INSTRUCTIONS TO FOLLOW
Answer these questions from the signal enhancement excerpt below.
(a) What are the two meanings of the term 'blind' in blind source separation?
(b) In the signal enhancement module 400 of Figure 4B, which components independently beamform the speech and noise reference signals?
(c) In what month and year did the Parra and Spence article appear?

EXTRACT PROVIDED
Each filter, e.g. 414-1, can be controlled to provide a variable delay, spectral response,
gain, or some other parameter. The second beamforming controller 420-2 can control
the filters 414-1 through 414-k to provide a predetermined discrete number of beam
configurations, or can be configured to steer the beam in substantially a continuous
manner.
[0095] In the signal enhancement module 400 of Figure 4B, distinct beamforming controllers
420-1 and 420-2 are used to independently beamform the speech and noise reference
signals. However, in other embodiments, a single beamforming controller can be used
to beamform both the speech reference signals and the noise reference signals.
[0096] The signal enhancement module 400 may implement blind source separation. Blind source
separation (BSS) is a method to restore independent source signals using measurements
of mixtures of these signals. Here, the term 'blind' has two-fold meanings. First,
the original signals or the sources signals are not known. Second, the mixing process
may not be known. There are many algorithms available to achieve signal separation.
In two-microphone speech communications, BSS can be used to separate speech and background
noise. After signal separation, the background noise in speech reference signal may
be somewhat reduced and the speech in noise reference signal may be somewhat reduced.
[0097] The signal enhancement module 400 may, for example, implement one of the BSS methods
and apparatus described in any one of
S. Amari, A. Cichocki, and H. H. Yang, "A new learning algorithm for blind signal
separation," In Advances in Neural Information Processing Systems 8, MIT Press, 1996,
L. Molgedey and H. G. Schuster, "Separation of a mixture of independent signals using
time delayed correlations," Phys. Rev. Lett., 72(23): 3634-3637, 1994, or
L. Parra and C. Spence, "Convolutive blind source separation of non-stationary sources",
IEEE Trans. on Speech and Audio Processing, 8(3): 320-327, May 2000.

[Point placement records]
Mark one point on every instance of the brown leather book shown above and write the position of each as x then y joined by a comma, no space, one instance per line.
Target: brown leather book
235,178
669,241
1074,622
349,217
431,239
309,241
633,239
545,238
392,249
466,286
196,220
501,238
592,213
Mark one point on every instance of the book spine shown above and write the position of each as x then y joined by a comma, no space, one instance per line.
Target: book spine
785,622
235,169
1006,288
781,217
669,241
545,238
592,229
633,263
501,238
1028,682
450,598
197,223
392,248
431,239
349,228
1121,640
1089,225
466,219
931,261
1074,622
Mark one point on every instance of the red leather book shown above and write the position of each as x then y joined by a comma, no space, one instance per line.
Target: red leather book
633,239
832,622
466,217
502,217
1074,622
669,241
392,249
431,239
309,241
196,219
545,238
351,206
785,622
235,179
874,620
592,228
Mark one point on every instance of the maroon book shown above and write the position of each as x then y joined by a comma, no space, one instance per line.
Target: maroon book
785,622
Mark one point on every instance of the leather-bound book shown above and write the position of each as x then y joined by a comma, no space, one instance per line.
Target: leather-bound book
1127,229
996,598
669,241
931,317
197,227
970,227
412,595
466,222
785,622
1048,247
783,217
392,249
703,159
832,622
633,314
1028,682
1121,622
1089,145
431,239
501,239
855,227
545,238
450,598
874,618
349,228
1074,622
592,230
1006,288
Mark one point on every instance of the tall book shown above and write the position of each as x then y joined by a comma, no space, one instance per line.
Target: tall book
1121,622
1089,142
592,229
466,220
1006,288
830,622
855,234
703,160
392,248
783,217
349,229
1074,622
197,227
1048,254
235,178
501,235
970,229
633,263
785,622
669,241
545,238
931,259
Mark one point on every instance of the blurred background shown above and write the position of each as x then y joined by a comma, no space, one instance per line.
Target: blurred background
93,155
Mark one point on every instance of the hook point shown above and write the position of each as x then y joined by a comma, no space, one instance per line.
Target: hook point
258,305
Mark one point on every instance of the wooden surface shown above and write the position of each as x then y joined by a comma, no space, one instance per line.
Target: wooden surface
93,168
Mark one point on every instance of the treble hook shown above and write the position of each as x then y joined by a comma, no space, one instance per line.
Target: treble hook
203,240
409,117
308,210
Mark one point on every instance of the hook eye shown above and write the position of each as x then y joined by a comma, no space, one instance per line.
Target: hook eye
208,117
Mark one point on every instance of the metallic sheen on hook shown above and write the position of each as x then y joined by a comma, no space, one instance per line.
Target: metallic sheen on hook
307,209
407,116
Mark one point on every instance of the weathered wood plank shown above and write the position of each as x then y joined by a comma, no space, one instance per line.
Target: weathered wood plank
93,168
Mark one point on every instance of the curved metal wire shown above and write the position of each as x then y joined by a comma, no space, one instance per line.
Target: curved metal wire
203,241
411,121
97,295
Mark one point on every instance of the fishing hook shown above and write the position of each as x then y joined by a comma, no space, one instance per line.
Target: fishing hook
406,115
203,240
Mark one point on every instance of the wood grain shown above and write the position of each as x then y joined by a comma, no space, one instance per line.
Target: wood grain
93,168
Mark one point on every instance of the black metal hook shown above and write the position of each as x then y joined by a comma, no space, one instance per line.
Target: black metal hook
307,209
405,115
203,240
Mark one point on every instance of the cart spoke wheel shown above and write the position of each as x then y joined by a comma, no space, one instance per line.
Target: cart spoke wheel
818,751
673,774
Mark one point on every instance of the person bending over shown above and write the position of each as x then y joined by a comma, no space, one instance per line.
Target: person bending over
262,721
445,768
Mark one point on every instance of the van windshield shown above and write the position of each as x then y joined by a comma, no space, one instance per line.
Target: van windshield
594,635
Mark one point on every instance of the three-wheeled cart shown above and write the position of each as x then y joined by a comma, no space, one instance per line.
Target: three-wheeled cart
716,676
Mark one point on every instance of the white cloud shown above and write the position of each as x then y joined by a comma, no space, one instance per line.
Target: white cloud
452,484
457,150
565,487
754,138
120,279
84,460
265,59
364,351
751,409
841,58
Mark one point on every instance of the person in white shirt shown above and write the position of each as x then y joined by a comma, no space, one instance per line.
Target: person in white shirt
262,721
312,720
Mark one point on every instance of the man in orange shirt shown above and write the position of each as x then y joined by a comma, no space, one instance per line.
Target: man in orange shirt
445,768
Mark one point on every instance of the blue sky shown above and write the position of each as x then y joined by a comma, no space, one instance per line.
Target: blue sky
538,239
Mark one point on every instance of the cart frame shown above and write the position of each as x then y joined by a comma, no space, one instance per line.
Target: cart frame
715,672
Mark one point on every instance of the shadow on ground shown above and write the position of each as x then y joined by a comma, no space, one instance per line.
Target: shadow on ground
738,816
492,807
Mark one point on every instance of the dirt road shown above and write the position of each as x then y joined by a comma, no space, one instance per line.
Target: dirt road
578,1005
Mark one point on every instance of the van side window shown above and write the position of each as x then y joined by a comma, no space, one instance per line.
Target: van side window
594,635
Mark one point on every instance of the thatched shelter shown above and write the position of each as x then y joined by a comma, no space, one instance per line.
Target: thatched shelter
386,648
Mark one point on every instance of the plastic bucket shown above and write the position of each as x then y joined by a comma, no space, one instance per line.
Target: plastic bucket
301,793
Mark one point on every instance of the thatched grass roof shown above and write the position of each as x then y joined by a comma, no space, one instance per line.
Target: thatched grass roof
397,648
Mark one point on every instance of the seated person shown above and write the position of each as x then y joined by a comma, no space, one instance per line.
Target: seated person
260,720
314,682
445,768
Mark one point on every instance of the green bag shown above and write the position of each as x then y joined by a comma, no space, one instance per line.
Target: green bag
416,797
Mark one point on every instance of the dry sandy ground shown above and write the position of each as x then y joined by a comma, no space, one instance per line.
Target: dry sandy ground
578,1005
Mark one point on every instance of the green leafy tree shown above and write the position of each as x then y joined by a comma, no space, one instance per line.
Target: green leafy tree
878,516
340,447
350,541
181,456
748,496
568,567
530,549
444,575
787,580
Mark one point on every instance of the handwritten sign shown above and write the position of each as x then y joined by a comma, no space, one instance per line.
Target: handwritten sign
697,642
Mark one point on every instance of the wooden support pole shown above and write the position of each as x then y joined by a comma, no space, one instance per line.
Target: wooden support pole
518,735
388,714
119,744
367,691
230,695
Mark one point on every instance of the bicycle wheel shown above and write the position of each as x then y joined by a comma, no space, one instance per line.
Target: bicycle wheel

EXERCISE ANSWER
(a) The original or source signals are not known, and the mixing process may not be known.
(b) The distinct beamforming controllers 420-1 and 420-2.
(c) May 2000.